▶ **Work order**
Return copies of the lines below that mention "cable".

▶ **Exercise inputs**
*****
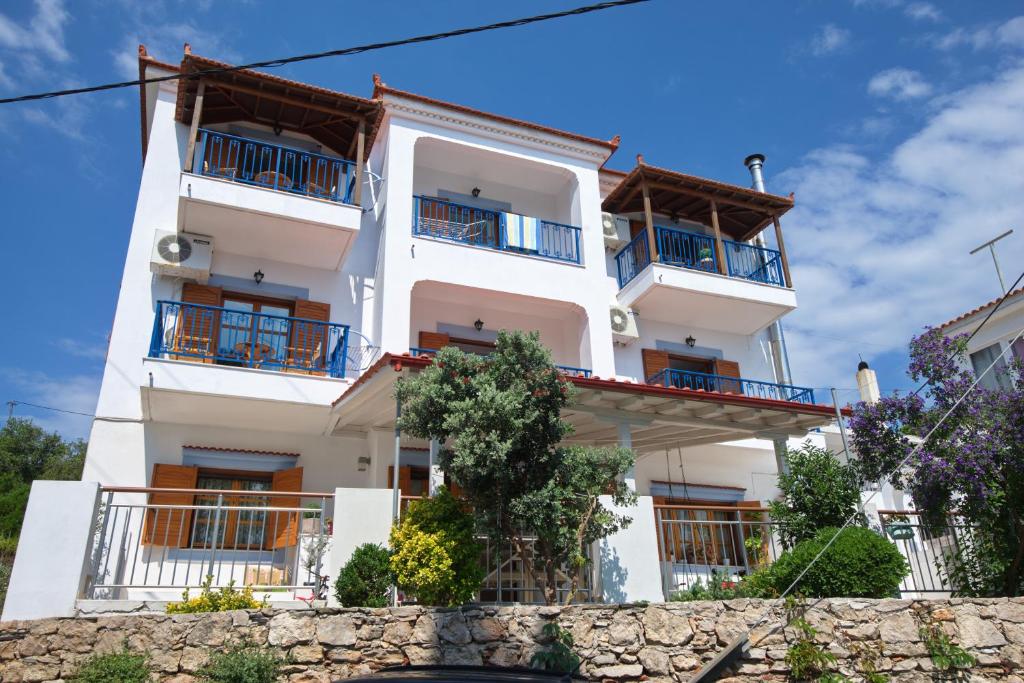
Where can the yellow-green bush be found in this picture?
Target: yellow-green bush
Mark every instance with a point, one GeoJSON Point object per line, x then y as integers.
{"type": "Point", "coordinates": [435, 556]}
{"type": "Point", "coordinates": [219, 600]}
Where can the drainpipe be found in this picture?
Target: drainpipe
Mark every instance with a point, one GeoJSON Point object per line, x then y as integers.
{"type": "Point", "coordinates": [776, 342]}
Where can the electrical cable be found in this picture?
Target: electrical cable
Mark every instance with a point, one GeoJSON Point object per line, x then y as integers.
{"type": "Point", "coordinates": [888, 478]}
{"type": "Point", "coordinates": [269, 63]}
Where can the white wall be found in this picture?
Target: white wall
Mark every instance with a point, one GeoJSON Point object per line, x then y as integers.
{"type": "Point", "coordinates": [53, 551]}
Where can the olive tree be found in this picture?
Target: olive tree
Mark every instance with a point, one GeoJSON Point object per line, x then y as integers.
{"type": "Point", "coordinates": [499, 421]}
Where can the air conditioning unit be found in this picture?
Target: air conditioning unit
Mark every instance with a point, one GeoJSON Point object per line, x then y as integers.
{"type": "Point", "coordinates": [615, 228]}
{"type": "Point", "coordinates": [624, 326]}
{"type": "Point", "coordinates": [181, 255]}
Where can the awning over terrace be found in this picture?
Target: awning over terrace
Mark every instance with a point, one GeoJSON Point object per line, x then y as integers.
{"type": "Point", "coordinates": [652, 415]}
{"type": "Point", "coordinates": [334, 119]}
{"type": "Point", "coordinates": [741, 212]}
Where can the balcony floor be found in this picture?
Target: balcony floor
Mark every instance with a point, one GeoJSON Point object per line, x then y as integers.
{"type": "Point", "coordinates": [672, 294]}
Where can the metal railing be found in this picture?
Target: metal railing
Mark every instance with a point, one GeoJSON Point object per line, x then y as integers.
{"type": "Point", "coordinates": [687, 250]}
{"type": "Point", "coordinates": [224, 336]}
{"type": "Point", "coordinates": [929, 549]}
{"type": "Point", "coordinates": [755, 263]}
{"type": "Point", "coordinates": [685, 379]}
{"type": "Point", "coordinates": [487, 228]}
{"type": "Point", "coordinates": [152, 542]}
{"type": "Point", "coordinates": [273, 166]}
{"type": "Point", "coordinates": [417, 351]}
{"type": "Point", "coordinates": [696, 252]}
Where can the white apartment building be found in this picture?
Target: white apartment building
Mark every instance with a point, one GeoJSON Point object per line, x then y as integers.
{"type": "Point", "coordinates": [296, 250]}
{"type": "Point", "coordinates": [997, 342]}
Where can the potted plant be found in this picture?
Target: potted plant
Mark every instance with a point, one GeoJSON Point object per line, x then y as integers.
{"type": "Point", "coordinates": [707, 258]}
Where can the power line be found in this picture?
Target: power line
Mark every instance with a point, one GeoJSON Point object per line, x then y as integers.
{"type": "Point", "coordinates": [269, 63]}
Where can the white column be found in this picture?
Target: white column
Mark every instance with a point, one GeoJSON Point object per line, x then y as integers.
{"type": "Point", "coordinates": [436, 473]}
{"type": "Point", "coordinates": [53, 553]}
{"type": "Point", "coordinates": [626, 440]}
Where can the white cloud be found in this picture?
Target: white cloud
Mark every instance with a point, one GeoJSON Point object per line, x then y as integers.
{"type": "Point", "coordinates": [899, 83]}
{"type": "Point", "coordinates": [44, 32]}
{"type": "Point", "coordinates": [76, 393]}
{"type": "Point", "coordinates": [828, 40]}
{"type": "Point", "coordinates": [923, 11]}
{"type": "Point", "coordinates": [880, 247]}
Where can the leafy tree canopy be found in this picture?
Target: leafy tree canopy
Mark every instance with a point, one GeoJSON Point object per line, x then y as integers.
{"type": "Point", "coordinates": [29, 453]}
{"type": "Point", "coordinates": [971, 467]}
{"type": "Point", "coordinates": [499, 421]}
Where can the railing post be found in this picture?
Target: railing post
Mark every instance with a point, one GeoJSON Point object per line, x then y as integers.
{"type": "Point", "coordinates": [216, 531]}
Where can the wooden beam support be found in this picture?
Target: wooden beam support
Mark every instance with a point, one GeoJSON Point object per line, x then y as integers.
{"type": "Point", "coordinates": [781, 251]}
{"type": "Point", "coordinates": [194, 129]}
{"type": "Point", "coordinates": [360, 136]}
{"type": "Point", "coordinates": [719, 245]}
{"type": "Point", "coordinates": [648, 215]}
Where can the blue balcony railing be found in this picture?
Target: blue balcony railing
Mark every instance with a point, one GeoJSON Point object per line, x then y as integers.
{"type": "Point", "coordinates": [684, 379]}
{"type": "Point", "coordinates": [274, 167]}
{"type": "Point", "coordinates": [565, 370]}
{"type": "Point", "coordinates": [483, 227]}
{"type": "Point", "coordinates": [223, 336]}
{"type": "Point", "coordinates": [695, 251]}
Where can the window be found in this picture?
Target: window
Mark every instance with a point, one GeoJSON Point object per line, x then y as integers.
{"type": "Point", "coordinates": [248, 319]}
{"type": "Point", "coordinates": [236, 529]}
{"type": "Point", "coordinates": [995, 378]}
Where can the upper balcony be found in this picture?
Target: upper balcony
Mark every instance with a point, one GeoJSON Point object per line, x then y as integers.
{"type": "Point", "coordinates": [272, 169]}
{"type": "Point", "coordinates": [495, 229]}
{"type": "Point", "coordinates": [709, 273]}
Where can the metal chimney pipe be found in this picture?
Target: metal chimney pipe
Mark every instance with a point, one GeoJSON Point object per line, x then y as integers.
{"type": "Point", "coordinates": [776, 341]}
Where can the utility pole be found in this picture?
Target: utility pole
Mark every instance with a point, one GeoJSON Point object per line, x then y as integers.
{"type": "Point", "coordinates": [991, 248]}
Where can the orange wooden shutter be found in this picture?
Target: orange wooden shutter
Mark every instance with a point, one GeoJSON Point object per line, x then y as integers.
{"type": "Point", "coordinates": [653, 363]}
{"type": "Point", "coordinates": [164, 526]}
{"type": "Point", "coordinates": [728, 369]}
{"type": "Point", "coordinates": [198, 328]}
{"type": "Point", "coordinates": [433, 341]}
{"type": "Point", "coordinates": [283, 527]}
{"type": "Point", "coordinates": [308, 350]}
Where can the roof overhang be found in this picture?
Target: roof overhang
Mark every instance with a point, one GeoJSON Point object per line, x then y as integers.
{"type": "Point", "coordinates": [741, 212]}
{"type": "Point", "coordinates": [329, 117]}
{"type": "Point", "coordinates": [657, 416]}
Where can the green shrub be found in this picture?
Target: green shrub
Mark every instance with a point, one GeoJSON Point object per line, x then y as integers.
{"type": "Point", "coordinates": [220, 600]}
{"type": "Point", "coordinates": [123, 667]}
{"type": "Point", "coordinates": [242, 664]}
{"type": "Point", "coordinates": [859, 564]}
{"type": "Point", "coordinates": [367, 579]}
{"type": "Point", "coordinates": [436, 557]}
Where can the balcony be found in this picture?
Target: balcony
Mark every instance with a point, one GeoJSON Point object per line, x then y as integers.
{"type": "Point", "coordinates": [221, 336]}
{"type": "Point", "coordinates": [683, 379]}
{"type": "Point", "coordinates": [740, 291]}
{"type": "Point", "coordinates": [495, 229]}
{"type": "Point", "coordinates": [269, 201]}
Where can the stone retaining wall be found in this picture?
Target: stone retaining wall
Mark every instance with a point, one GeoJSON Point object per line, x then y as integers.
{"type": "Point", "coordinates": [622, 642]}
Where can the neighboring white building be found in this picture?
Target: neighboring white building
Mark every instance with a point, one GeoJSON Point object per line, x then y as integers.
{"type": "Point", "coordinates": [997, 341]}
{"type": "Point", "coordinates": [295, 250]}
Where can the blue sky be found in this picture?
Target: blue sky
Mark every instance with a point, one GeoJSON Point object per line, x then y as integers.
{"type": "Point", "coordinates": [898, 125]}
*****
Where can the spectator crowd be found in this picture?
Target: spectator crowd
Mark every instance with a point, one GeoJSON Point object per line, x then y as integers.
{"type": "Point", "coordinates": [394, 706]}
*****
▶ **Task solution**
Where can the electrical cable be found in this picture?
Target: electrical cable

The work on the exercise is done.